:: Material for the task
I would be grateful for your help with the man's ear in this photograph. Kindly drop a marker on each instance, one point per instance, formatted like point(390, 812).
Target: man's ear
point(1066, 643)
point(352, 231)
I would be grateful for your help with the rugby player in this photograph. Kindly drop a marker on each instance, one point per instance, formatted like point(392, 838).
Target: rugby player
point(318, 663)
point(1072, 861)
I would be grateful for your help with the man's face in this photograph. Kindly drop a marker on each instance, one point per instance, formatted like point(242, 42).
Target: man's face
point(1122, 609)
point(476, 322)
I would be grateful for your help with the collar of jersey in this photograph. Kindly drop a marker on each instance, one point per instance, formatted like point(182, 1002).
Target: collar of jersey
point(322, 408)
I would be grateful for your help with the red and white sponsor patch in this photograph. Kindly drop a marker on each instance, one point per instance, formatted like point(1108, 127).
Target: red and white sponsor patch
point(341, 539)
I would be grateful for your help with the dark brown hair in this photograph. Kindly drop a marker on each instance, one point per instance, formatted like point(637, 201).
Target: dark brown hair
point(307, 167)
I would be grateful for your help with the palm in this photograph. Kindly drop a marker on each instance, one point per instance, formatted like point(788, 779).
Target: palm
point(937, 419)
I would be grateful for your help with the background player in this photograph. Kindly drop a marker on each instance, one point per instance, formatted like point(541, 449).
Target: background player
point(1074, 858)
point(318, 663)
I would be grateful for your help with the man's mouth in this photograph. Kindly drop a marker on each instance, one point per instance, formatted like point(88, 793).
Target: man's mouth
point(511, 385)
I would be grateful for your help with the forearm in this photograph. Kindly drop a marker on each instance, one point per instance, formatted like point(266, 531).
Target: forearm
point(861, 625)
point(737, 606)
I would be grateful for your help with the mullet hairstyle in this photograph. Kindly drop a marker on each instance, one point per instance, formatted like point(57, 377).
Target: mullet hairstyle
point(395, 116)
::::
▶ **What is required**
Copy out the data word for word, starting at its first line and ending with the line that contains "point(322, 408)", including both of those lines.

▶ **Right answer**
I would be grateful for your help with the man's ear in this photograph. Kindly drop a marker on each instance, one point per instance, formatted like point(390, 812).
Target: man's ear
point(1066, 643)
point(352, 231)
I would be grateful for your help with the rugby player in this photograph. Kindly drop a marker on each instance, one point per instance, formatted like point(392, 838).
Target: rugby player
point(318, 663)
point(1072, 861)
I would be grateful for your help with the man's face in this photograph. Kindly drop a marker on each instance, one point per instance, formatted like point(242, 42).
Target: man's face
point(1122, 609)
point(476, 322)
I would be grateful for your help with the collar of jersey in this photograph. Kindly drop a marker on each instance, one point per instance, formatted like point(182, 1002).
Target: collar of jersey
point(322, 408)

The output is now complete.